▶ _Istruzioni_
A: Spiega perché, nel brano sul viaggio in Israele, l'equipaggio deve separarsi su due voli diversi.
B: Elenca, per favore, tutti i membri dell'equipaggio di viaggio nominati nel brano sul viaggio in Israele.
C: Procedi con il brano sul viaggio in Israele a partire dal punto in cui si ferma.

▶ _Brano di testo_
◆ ◆ ◆ ◆
Storie tramandano che su ogni volo di linea della suddetta compagnia, ci sia sempre, mescolato ai passeggeri, un uomo del Mossad, i servizi segreti israeliani, pronto ad intervenire in caso di situazioni particolari.
Il nostro equipaggio di viaggio è formato da quattro persone: oltre al sottoscritto, il solito Jena, Marxim ed Il Cancelliere.
Per motivi legati alla prenotazione dei biglietti, tocca dividerci su due voli differenti che atterrano in Israele a distanza di giusto un’ ora uno dall’ altro.
L’ ingresso nel paese è salutato al controllo passaporti da una scarica di domande tra il serio ed il faceto (a prima vista): l’ esatta pronuncia del tuo nome; il nome di tuo padre; se trattasi della prima volta che visiti il paese; se hai amici in loco; con chi viaggi; il motivo del viaggio; quali località toccherà il tuo giro; quando tempo ti tratterrai. Ogni esitazione, che sia dettata dal non comprendere bene l’ inglese o dalla stanchezza del viaggio o perché davvero, come noi, non abbiamo niente di organizzato e decideremo le nostre tappe giorno per giorno, fa propendere l’ addetto / a militare a porti ulteriori domande fin quando non si risponda in maniera consona (a cosa, ovviamente, non si sa).
◆ ◆ ◆ ◆
▶ _Righe archiviate_

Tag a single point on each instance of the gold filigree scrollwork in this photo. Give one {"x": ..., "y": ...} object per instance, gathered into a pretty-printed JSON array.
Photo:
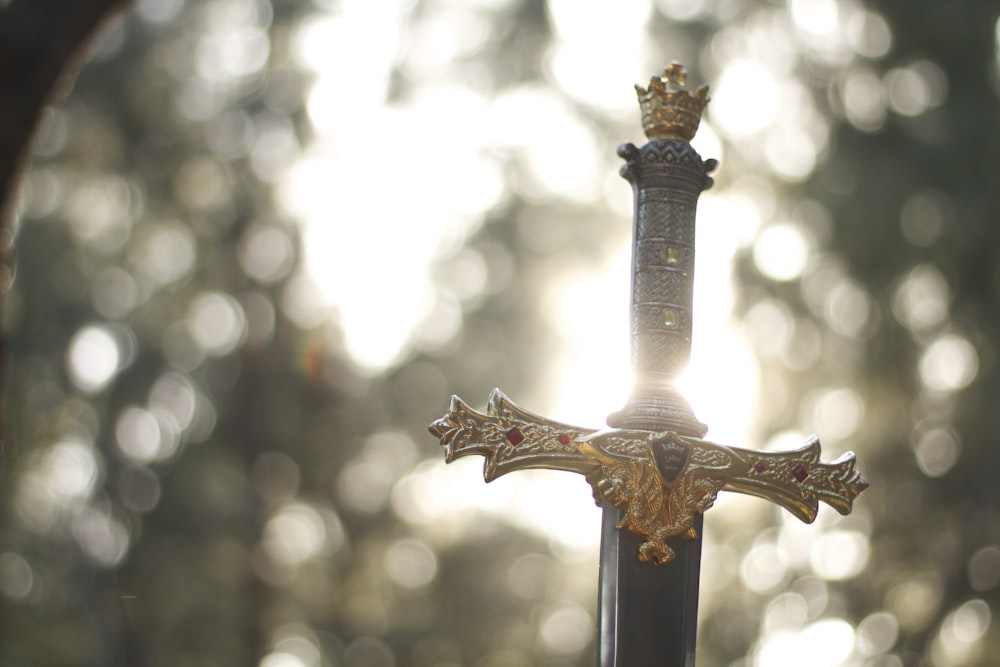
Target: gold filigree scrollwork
[{"x": 659, "y": 480}]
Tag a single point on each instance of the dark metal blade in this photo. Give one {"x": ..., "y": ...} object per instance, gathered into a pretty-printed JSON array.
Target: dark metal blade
[{"x": 648, "y": 613}]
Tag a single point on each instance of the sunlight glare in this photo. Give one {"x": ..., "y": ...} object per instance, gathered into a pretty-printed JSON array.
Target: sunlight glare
[{"x": 745, "y": 100}]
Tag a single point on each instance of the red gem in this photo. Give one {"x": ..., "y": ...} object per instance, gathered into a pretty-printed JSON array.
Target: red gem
[{"x": 514, "y": 436}]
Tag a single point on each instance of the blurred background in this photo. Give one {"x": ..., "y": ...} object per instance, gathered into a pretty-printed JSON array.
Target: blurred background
[{"x": 262, "y": 242}]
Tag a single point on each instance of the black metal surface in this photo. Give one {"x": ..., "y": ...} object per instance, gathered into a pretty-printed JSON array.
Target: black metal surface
[{"x": 648, "y": 613}]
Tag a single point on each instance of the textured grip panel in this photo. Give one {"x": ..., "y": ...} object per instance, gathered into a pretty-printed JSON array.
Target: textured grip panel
[{"x": 667, "y": 176}]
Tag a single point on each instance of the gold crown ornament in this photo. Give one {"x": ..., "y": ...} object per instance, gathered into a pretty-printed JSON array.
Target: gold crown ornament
[{"x": 669, "y": 110}]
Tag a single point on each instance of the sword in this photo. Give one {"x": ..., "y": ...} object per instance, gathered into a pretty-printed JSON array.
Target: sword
[{"x": 652, "y": 471}]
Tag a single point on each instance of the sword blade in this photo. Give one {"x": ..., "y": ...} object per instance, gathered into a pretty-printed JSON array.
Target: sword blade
[{"x": 648, "y": 615}]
◆ ◆ ◆ ◆
▶ _Risposte per compito_
A: L'equipaggio deve dividersi su due voli differenti per motivi legati alla prenotazione dei biglietti. I due voli atterrano in Israele a distanza di un'ora l'uno dall'altro.

B:
- Il sottoscritto
- Jena
- Marxim
- Il Cancelliere

C:
Superato l’ esame, la sorpresa è che non viene più apposto il timbro dell’ stato ebraico sul passaporto ma viene consegnata una sorta di carta
d’ ingresso con il tuo nome, fotografia, dati personali, data ed orario d’ ingresso nel paese. Meglio così; non si dovrà poi cambiare passaporto per visitare nel futuro più imminente altri stati quali il Libano, l’ Iran e tutti quelli considerati “canaglia” dai discendenti di Davide.
Il controllo in entrata non sembra poi così clamoroso, ci saremmo aspettati di più.
Solo il militare posto ad ogni entrata ed uscita dell’ aeroporto, a cui devi presentare il passaporto per poi passare, tu e la tua valigia, sotto il metal detector dopo aver inserito il tuo nome in una sorta di registro, tradisce una certa voglia di sicurezza.
Ma in fondo è così anche nei paesi dell’ ex Unione Sovietica dove per entrare in porti, stazioni ed aeroporti devi sottoporti ad un controllo.
La nostra prima tappa è Gerusalemme, la città contesa e sacra per più di una religione.
“Noterete la differenza tra Gerusalemme est e Gerusalemme ovest”, accompagnati da questo avvertimento come se fossero due entità differenti, ci rendiamo ben presto conto, se non subito che questo fantomatico distacco non è poi così netto come i più ci hanno inculcato.
L’ unica clamorosa differenza è tra la turistica Est e la poco più esente da ciò Ovest.
Arabi israeliani e non, ovunque, sia ad Est che ad Ovest; architettura dei palazzi che richiamano quella più tipicamente orientale; scritte in arabo; confusione tipica delle città mediorientali; mercati di cibo e mercanzia varia come solo nei paesi arabi sanno offrire; souvenir che richiamano alla Palestina; donne con i veli; cimiteri musulmani.
E gli ebrei o israeliani che dir si voglia dove sono?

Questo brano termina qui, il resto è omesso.